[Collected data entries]
┌────────
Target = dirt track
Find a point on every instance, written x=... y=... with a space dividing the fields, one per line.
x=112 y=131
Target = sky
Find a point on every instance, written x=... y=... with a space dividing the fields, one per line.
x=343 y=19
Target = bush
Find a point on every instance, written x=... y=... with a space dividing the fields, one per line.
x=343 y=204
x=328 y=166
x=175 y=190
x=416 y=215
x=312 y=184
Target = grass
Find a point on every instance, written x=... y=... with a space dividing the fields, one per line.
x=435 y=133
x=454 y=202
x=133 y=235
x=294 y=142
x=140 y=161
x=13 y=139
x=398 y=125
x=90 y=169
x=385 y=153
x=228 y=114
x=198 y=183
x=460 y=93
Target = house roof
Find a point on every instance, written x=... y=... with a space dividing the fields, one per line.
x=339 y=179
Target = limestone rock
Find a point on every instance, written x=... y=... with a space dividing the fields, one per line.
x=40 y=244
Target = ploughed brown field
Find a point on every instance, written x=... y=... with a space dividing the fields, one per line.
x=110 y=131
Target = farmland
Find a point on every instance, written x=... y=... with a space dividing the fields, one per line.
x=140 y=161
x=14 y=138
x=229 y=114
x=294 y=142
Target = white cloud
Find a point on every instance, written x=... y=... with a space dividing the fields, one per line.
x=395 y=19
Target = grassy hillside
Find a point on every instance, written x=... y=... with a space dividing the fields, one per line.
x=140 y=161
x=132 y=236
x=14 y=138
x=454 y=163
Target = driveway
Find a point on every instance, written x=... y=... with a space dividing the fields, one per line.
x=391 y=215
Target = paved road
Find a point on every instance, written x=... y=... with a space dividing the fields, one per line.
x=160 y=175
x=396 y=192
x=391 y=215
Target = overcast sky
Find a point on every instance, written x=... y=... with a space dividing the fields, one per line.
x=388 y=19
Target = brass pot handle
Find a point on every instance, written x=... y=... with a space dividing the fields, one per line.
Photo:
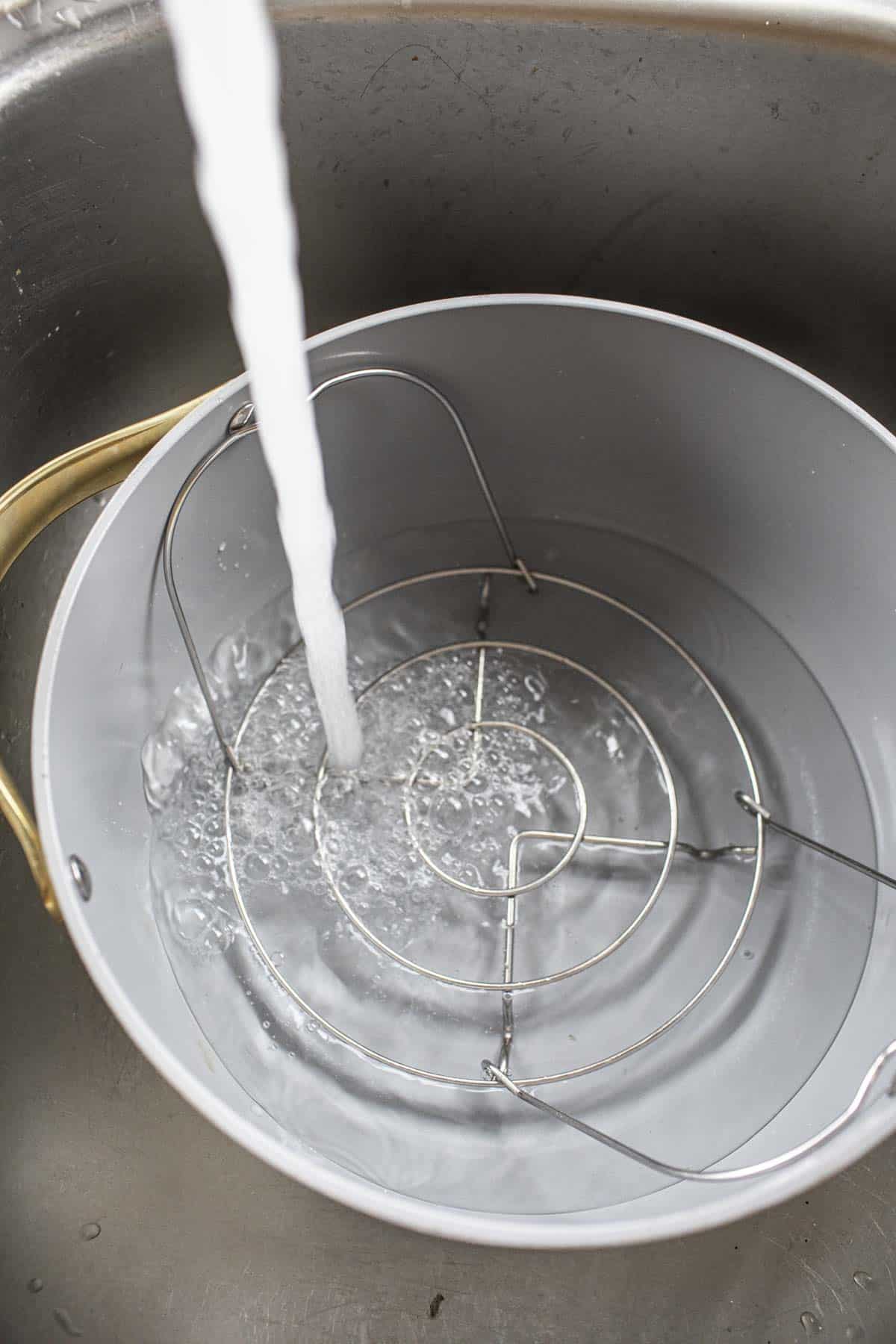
└────────
→ **Problem details**
In the entries above, restate word for word the lines between the one holding "Target = limestone rock" and the one holding "Target = farmland", inclusive, and nothing besides.

→ **Solution to the exercise**
Target = limestone rock
Find a point on every instance, written x=... y=... with a space dividing the fields, one per line.
x=40 y=244
Target = ploughed brown field
Find a point on every instance, written x=... y=... with a space dividing the fields, one per line.
x=110 y=131
Target = farmland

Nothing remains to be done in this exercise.